Required task -> Select each line of the records that contains the string "black". The match is case-sensitive.

— START OF Information provided —

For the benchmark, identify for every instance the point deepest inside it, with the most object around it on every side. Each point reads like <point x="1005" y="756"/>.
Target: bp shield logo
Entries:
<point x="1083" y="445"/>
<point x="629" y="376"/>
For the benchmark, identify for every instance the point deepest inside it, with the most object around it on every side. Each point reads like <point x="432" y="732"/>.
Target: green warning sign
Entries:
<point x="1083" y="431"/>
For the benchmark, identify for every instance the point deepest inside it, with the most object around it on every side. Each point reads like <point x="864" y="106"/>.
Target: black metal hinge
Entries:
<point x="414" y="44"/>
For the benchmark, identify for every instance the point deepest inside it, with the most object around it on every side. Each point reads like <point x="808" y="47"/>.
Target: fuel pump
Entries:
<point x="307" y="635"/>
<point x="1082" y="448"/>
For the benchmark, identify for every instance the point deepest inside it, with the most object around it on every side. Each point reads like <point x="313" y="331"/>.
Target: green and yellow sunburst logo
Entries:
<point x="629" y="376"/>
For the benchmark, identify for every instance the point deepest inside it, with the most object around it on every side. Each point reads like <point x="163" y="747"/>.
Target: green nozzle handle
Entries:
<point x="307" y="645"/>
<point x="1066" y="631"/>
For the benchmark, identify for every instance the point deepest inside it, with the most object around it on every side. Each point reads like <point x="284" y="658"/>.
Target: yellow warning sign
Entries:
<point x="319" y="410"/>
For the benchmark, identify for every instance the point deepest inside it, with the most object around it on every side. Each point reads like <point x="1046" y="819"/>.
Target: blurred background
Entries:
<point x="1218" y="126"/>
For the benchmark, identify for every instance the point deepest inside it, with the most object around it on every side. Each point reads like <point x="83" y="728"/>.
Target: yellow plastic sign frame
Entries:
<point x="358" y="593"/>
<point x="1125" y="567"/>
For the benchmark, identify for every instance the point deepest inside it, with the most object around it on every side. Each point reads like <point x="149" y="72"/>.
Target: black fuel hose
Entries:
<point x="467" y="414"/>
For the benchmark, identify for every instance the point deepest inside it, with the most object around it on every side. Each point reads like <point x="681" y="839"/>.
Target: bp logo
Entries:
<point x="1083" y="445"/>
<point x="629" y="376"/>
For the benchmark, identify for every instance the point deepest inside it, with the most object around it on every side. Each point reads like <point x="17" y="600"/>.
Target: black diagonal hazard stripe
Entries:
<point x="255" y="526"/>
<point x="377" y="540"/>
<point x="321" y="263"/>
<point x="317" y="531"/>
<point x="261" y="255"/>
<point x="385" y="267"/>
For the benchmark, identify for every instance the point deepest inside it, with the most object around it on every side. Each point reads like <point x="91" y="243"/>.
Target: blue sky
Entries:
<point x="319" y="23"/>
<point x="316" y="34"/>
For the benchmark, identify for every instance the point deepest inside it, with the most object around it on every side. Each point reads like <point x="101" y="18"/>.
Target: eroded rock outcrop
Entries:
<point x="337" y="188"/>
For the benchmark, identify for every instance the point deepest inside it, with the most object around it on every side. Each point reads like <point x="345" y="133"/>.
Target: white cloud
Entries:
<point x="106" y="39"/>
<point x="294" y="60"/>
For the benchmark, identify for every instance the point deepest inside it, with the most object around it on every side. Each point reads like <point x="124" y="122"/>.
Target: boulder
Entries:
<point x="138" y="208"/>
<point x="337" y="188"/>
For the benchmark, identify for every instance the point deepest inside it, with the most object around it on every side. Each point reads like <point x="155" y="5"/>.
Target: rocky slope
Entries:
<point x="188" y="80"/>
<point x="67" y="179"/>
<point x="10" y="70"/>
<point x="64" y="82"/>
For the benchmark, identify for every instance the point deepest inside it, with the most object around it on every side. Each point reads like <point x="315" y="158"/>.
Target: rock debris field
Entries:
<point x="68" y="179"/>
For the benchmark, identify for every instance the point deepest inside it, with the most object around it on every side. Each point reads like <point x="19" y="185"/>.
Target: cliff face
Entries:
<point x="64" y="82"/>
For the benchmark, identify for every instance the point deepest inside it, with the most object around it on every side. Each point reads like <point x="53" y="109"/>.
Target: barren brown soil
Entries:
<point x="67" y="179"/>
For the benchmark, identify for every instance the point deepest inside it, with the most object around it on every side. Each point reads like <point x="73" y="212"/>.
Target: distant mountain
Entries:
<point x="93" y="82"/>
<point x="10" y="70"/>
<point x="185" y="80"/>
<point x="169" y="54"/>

— END OF Information provided —

Expected answer ->
Target: black metal hinge
Target: black fuel hose
Target: black diagonal hazard stripe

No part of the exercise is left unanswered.